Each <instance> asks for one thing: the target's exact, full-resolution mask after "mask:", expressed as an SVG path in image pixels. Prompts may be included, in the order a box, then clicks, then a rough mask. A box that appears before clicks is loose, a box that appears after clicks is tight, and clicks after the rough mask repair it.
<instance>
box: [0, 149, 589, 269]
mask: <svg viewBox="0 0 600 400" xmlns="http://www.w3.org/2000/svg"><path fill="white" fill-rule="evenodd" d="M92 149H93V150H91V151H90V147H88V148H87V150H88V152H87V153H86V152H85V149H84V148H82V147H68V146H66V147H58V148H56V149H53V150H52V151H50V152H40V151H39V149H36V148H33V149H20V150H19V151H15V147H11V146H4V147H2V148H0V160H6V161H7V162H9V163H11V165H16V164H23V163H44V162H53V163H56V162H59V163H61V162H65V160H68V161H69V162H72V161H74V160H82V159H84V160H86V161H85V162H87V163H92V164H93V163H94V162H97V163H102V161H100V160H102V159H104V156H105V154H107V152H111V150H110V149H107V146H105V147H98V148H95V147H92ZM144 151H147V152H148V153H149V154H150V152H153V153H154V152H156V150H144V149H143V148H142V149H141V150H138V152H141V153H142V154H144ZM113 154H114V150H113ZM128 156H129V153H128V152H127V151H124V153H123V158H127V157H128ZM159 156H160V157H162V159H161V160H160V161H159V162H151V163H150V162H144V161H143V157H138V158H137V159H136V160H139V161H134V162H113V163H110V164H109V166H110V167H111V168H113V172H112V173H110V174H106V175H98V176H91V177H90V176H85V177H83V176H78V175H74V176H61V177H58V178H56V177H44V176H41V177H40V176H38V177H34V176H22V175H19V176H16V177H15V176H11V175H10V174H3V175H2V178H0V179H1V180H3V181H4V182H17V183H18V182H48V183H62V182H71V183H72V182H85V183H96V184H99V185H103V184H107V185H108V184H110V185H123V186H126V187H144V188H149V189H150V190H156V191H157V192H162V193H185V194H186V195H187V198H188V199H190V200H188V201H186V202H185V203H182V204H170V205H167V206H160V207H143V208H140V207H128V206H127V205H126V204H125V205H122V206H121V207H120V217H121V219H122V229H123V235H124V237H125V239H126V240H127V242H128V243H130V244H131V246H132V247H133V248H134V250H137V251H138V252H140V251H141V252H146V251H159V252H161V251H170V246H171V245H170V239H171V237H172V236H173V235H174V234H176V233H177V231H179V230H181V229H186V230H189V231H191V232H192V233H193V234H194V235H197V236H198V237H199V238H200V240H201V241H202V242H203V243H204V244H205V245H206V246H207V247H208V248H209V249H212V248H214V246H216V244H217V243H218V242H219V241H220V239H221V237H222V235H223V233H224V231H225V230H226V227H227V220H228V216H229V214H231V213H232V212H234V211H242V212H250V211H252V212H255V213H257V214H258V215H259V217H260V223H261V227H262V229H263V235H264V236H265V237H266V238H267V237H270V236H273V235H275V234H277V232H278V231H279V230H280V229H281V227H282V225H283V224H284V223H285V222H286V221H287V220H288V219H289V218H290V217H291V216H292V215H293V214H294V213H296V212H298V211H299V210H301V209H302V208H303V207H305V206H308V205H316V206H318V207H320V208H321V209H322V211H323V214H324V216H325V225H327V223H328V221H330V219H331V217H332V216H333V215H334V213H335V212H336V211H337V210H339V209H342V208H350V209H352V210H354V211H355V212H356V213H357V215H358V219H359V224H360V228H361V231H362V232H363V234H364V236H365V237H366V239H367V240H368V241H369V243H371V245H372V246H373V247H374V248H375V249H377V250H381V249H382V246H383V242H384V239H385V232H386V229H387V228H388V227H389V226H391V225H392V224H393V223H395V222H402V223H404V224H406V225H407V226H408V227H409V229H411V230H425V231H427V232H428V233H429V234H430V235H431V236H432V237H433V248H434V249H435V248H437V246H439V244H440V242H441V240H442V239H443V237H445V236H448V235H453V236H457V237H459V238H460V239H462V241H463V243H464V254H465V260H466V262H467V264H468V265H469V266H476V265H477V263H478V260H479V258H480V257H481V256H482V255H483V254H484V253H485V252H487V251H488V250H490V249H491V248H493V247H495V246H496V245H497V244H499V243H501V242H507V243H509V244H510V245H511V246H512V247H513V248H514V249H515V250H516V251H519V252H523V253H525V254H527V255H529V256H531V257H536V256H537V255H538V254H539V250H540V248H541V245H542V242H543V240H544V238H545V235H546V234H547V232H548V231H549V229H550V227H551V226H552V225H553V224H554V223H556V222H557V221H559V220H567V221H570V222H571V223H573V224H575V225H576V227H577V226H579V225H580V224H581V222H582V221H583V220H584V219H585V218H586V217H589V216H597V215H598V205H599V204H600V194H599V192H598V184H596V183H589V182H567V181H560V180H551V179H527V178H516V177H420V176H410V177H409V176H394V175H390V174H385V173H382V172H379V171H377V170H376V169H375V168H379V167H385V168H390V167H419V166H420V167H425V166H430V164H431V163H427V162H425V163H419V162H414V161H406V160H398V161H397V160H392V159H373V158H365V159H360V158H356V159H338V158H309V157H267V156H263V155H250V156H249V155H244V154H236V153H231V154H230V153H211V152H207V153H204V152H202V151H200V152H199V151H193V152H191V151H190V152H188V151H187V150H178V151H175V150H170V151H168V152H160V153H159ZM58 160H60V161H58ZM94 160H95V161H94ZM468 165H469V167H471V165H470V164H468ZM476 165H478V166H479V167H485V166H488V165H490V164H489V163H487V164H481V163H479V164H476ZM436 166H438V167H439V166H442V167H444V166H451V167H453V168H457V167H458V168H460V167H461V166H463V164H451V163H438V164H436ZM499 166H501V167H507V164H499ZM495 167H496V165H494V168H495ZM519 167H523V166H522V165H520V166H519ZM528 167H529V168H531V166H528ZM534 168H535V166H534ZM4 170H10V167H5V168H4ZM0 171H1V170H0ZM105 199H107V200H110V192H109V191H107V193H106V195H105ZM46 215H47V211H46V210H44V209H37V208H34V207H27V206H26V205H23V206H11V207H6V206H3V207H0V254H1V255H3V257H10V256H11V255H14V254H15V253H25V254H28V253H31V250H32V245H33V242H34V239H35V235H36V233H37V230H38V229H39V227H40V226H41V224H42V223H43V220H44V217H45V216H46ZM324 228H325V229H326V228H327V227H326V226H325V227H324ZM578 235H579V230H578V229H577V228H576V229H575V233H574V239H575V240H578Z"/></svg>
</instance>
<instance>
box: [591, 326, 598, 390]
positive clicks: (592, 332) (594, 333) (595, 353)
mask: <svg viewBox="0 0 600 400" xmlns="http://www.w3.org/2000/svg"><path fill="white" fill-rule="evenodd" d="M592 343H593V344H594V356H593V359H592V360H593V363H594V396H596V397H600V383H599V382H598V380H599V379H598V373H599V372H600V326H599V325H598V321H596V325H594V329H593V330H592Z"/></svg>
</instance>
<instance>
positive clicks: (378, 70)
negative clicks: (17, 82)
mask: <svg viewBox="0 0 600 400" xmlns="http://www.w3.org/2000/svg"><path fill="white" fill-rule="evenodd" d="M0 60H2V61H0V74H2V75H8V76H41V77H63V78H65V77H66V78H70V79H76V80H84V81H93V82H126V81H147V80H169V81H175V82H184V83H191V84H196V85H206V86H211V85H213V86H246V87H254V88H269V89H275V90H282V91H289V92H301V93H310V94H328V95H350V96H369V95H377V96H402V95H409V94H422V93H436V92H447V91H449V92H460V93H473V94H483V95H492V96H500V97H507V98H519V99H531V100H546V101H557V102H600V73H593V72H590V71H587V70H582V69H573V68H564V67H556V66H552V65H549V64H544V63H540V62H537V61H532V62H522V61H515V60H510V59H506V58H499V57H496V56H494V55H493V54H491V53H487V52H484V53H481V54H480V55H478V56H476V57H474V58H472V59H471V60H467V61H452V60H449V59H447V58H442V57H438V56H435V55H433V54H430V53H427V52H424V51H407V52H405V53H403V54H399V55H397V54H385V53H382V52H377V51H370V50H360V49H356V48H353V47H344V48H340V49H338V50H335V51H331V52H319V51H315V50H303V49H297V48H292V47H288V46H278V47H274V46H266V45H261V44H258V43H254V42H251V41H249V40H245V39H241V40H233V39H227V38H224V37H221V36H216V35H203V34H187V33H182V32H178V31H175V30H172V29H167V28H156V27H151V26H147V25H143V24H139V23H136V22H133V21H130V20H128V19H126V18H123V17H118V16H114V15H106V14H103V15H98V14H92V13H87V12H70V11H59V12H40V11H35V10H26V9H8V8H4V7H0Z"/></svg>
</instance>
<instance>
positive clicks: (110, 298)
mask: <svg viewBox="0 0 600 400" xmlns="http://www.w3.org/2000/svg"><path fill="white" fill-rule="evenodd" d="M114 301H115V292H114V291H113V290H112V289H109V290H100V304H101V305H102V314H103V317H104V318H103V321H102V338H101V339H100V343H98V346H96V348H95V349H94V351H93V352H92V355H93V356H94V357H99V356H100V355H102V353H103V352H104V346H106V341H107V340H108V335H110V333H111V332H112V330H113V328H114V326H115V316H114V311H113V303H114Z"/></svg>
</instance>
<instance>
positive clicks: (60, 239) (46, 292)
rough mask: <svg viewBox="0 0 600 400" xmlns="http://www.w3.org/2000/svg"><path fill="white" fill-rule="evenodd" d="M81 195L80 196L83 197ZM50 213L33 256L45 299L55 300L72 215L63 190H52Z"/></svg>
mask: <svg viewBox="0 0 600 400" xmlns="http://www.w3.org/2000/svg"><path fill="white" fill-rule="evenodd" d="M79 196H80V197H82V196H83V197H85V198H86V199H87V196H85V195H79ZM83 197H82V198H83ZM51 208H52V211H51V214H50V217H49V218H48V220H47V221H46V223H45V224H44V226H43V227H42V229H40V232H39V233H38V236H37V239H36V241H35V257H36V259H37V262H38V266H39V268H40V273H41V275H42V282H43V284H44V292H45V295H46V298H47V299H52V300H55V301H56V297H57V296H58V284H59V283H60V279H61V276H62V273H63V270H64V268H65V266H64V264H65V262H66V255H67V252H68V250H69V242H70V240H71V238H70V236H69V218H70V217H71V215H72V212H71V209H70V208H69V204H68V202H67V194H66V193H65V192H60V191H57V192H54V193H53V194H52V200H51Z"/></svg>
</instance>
# # # # # # #
YOUR TASK: Reproduce the data from its beginning through the line containing "box: [0, 149, 589, 269]", putting "coarse mask" wherever "rough mask" appears and keeping everything else the same. Give only those lines.

SOLUTION FOR THIS TASK:
Each <instance> asks for one thing: the target's exact, full-resolution mask after "mask:", expressed as an SVG path in image pixels. Prompts may be included, in the order a box, then clicks, then a coarse mask. A box that appears before clicks is loose, a box that appears after clicks is tight, and clicks after the coarse mask repair it.
<instance>
box: [0, 149, 589, 269]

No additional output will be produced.